§ 課題 1
金峯山寺についての文章で「奈良県の吉野山にある金峯山寺は」で始まる段落を、主な事実を残して短い箇条書きに直すこと。
§ 課題 2
金峯山寺についての文章を、最後の文のあとから書き続けること。

§ 本文
━━━━━━━━━━━━━━━━

境内には国宝・重要文化財指定の建造物が多く、ユネスコ世界文化遺産にも登録されているんだ。
ここでは金峯山寺の魅力についてまとめてみよう。
目次
【金峯山寺とは?】
奈良県の吉野山にある金峯山寺は、金峯山修験本宗(総本山)で山号を「国軸山」と言うの。
7世紀後半、呪術者であり修験道の開祖と言われる役小角が吉野山に建てたお堂「山下蔵王堂」が始まりなんだ。
南北朝時代に吉野は後醍醐天皇側の南朝の拠点となっており、金峯山寺の僧たちも南朝に味方していたの。
そのため足利幕府軍(北側)に攻められ、伽藍が焼失してしまうんだ。
しかしその後、豊臣秀吉らによって再建が進められたよ。
明治期には神仏分離令や廃仏毀釈、修験道廃止令によって廃寺になるまで追い込まれたものの、明治19年(1886年)に天台宗の寺院として復興。
昭和23年(1948年)に金峯山寺修験本宗として独立して、平成16年(2004年)に世界遺産に登録されたよ。

━━━━━━━━━━━━━━━━

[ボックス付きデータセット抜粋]
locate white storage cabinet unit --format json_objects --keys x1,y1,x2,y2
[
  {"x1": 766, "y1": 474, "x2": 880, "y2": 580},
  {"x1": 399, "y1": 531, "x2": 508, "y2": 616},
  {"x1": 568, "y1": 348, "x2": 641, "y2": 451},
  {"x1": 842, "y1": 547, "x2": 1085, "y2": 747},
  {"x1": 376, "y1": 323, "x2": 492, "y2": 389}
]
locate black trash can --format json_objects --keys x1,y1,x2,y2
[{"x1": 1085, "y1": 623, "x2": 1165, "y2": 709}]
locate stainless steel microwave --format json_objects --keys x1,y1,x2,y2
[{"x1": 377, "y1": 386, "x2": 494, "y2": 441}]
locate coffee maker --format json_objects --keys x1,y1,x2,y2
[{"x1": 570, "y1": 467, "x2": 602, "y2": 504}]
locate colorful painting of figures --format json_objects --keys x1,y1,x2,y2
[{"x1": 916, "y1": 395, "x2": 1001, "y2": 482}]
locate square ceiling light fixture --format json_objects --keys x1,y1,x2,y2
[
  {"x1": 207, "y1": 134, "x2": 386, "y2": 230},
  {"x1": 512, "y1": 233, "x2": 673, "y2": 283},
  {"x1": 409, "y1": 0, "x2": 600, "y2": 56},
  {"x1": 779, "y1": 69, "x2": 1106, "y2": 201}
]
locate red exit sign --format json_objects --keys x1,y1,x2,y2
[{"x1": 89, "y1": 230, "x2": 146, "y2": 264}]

━━━━━━━━━━━━━━━━

§ 解答 1
- 奈良県吉野山にある金峯山修験本宗の総本山で、山号は「国軸山」。
- 始まりは7世紀後半、修験道の開祖とされる役小角が建てたお堂「山下蔵王堂」。
- 南北朝時代、僧たちが南朝に味方したため足利幕府軍に攻められ、伽藍が焼失。
- その後、豊臣秀吉らが再建を進めた。
- 明治期には神仏分離令、廃仏毀釈、修験道廃止令によって廃寺にまで追い込まれた。明治19年(1886年)に天台宗の寺院として復興。
- 昭和23年(1948年)に金峯山寺修験本宗として独立し、平成16年(2004年)に世界遺産に登録。

§ 解答 2
金峯山寺 from google
【金峯山寺は修験道の根本道場】
金峯山寺のある吉野山から山上ヶ岳にかけての一帯は、古くから「金の御岳、金峯山」と称され、古代から世に広く知られた聖域だったの。
白鳳時代に役行者が金峯山の山頂にあたる山上ヶ岳で、1000日間の参籠修行された結果、金剛蔵王大権現を感得して、修験道のご本尊とされたと伝わっているよ。
役行者は、金剛蔵王大権現の姿をヤマザクラの木に刻み、山上ヶ岳の頂上と山下にあたる吉野山にお祀りしたことが金峯山寺の開創と伝えられているんだ。
それ以降、金峯山寺は皇族貴族から一般民衆まで広い崇敬を受け、修験道の根本道場として栄えていったよ。
現在でも金峯山修験本宗の総本山として全国の修験者・山伏が集う修験道の中心寺院となっているんだ。
<修験道とは?>
修験道とは日本独自の宗教であり、人間誰もが持っている自然に対する畏敬の念「自然崇拝」に外来の仏教、道教、陰陽道などが融合して成立した宗教。
修験道の修行者は「修験者」や「山伏」と呼ばれ、役行者をその開祖と仰いでいるんだ。
修験者達は、苦修練行の場を山に求めており、吉野の山々に分け入って、深山幽谷に身を置いて修行しているの。
吉野大峯は修験道の根本道場とされているんだ。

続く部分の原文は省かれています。